SHORT EXERCISE A: Copy the passage of the text on Barbara Deming between "At sixteen, she" and "for six years.", inclusive, replacing "romantic partner" with "companion".
SHORT EXERCISE B: According to the text on Barbara Deming, in what year did she move to Florida?

Barbara Deming (July 23, 1917 – August 2, 1984) was an American feminist and advocate of nonviolent social change.

Personal life 

Barbara Deming was born in New York City. She attended a Friends (Quaker) school up through her high school years.

Deming directed plays, taught dramatic literature and wrote and published fiction and non-fiction works. On a trip to India, she began reading Gandhi, and became committed to a non-violent struggle, with her main cause being Women's Rights. She later became a journalist, and was active in many demonstrations and marches over issues of peace and civil rights. She was a member of a group that went to Hanoi during the Vietnam War, and was jailed many times for non-violent protest.

Deming died on August 2, 1984.

Relationships 

At sixteen, she had fallen in love with a woman her mother's age, and thereafter she was openly lesbian. She was the romantic partner of writer and artist Mary Meigs from 1954 to 1972. Their relationship eventually floundered, partially due to Meigs's timid attitude, and Deming's unrelenting political activism.

During the time that they were together, Meigs and Deming moved to Wellfleet, Massachusetts, where she befriended the writer and critic Edmund Wilson and his circle of friends. Among them was the Québécois author Marie-Claire Blais, with whom Meigs became romantically involved. Meigs, Blais, and Deming lived together for six years.

In 1976, Deming moved to Florida with her partner, artist Jane Verlaine. Verlaine painted, did figure drawings and illustrated several books written by Deming.  Verlaine was a tireless advocate for abused women.

Life's work 
Deming openly believed that it was often those whom we loved that oppressed us, and that it was necessary to re-invent non-violent struggle every day.

It is often said that she created a body of non-violent theory, based on action and personal experience, that centered on the potential of non-violent struggle in its application to the women's movement.

 Deming, Barbara: Prison Notes. New York: Grossman Publishers, 1966.
 Deming, Barbara: On Revolution and Equilibrium. Liberation, February 1968. From the collection: ed. Staughton Lynd and Alice Lynd. Nonviolence in America: A Documentary History. Revised Edition. Maryknoll, New York: Orbis Books, 1995.
 Deming, Barbara: Running Away from Myself: A Dream Portrait of America Drawn from the Movies of the Forties. New York: Grossman Publishers, 1969.
 Deming, Barbara; Berrigan, Daniel; Forest, James; Kunstler, William; Lynd, Staughton; Shaull, Richard; Statements of the Catonsville 9 and Milwaukee 14 Delivered Into Resistance The Advocate Press: 1969. 
 Deming, Barbara: Revolution and Equilibrium. New York: Grossman Publishers, 1971.
 Deming, Barbara: Wash Us and Comb Us. New York: Grossman Publishers, 1972.

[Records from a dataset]
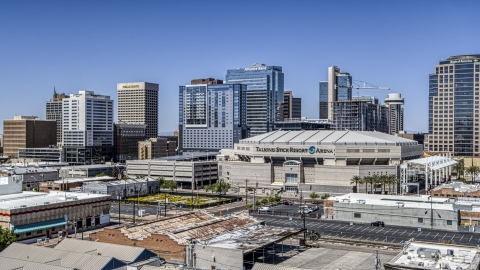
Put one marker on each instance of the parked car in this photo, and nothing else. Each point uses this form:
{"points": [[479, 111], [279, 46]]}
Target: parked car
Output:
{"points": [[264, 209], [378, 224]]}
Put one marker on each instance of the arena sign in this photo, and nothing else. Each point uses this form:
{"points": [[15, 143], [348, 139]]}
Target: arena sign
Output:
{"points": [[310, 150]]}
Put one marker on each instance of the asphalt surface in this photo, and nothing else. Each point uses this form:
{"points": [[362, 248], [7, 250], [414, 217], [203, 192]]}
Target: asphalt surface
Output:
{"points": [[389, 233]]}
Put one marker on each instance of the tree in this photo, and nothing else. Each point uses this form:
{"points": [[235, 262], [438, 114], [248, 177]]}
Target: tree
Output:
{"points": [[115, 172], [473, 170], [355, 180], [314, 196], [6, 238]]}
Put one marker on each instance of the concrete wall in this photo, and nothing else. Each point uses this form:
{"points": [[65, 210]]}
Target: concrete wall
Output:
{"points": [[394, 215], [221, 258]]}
...
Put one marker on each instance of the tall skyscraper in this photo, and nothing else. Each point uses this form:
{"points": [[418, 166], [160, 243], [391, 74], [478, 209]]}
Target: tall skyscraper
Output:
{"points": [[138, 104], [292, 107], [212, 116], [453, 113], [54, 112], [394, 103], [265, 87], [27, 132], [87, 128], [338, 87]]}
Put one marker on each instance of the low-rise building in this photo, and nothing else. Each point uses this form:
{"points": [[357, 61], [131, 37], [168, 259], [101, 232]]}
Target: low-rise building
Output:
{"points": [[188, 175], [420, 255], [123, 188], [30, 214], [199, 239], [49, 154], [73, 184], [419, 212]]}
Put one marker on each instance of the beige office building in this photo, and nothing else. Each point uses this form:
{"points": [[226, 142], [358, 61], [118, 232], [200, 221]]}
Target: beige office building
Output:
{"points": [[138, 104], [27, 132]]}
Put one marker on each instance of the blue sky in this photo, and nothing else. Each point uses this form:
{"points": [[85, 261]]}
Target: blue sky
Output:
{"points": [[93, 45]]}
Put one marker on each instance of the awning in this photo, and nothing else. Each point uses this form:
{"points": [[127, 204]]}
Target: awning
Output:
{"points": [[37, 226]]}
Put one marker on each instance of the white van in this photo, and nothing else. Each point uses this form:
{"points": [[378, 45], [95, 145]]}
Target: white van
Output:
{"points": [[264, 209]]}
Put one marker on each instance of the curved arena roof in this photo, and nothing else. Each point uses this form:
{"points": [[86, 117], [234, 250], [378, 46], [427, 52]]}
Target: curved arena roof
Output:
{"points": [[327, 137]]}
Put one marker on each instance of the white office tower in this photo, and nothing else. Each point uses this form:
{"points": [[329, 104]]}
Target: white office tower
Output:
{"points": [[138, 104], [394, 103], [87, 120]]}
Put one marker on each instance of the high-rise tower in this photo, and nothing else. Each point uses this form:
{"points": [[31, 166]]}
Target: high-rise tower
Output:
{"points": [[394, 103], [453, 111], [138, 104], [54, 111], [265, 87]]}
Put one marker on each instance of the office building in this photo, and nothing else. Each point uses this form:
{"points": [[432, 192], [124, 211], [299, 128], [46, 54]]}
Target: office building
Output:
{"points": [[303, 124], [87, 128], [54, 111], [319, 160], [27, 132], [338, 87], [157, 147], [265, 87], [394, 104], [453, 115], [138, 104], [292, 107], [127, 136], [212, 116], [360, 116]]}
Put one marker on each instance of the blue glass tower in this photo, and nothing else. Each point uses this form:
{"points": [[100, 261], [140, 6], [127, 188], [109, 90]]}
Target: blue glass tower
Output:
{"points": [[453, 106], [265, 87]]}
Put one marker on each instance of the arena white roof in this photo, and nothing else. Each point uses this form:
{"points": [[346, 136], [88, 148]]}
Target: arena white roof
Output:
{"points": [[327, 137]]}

SOLUTION A:
At sixteen, she had fallen in love with a woman her mother's age, and thereafter she was openly lesbian. She was the companion of writer and artist Mary Meigs from 1954 to 1972. Their relationship eventually floundered, partially due to Meigs's timid attitude, and Deming's unrelenting political activism.

During the time that they were together, Meigs and Deming moved to Wellfleet, Massachusetts, where she befriended the writer and critic Edmund Wilson and his circle of friends. Among them was the Québécois author Marie-Claire Blais, with whom Meigs became romantically involved. Meigs, Blais, and Deming lived together for six years.

SOLUTION B: 1976